- **Required task**
Please give every line of the material below as a numbered list, leaving out any blank lines.

Pointing records:

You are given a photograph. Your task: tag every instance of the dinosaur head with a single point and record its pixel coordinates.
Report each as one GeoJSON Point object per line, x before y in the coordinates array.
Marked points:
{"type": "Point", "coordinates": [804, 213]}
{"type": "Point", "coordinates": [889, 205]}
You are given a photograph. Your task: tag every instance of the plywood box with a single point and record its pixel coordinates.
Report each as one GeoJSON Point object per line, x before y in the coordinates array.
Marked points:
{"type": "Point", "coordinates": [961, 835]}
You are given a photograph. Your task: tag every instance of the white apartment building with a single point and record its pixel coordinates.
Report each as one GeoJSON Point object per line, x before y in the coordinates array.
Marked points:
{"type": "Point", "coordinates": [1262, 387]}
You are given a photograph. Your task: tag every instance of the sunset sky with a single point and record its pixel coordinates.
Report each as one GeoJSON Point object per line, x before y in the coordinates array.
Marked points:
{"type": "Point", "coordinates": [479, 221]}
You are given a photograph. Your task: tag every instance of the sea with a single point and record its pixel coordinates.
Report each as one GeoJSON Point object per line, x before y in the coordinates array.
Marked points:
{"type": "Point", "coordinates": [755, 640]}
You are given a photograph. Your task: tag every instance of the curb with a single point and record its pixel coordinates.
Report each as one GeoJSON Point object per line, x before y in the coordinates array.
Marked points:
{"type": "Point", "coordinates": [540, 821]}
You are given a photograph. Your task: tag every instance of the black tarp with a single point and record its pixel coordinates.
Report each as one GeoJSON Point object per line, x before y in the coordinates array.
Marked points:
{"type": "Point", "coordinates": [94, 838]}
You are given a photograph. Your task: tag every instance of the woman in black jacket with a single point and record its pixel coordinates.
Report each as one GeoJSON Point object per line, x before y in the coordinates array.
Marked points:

- **Response to this exercise**
1. You are given a photograph. Your task: tag every instance of the dinosaur head with a single point and record its pixel coordinates.
2. Report each as one GeoJSON Point object per line, x before y in the coordinates array.
3. Marked points:
4. {"type": "Point", "coordinates": [804, 213]}
5. {"type": "Point", "coordinates": [889, 205]}
6. You are given a photograph. Your task: tag every instance of the plywood box with a single point and record its pixel coordinates.
7. Report each as one GeoJSON Point object per line, x before y in the coordinates array.
8. Marked points:
9. {"type": "Point", "coordinates": [961, 835]}
10. You are given a photograph. Your task: tag every instance of the white apartment building with a single point and record its pixel coordinates.
11. Report each as one GeoJSON Point object per line, x before y in the coordinates array.
12. Marked points:
13. {"type": "Point", "coordinates": [1262, 387]}
14. You are given a photograph. Your task: tag every instance of the sunset sky with a single point and record its pixel coordinates.
15. Report each as one GeoJSON Point object per line, x before y in the coordinates array.
16. Marked points:
17. {"type": "Point", "coordinates": [479, 221]}
18. You are given a photograph. Your task: tag every instance of the sea with a single point and record its pixel coordinates.
19. Report each as one GeoJSON Point object per line, x before y in the coordinates array.
20. Marked points:
21. {"type": "Point", "coordinates": [755, 640]}
22. You are given a photograph. Your task: tag every instance of the curb with a single point and record its pixel coordinates.
23. Report each as one GeoJSON Point object per line, x before y in the coordinates array.
24. Marked points:
25. {"type": "Point", "coordinates": [540, 821]}
26. You are given a photograph. Your task: tag every instance of the black tarp with a single point and record its pixel coordinates.
27. Report each as one GeoJSON Point object per line, x before y in the coordinates array.
28. Marked points:
29. {"type": "Point", "coordinates": [94, 838]}
30. You are given a photograph. Your task: tag every instance of the woman in black jacket with a single point and record its pixel coordinates.
31. Report each as one GeoJSON Point object per line, x before y in the coordinates array.
32. Marked points:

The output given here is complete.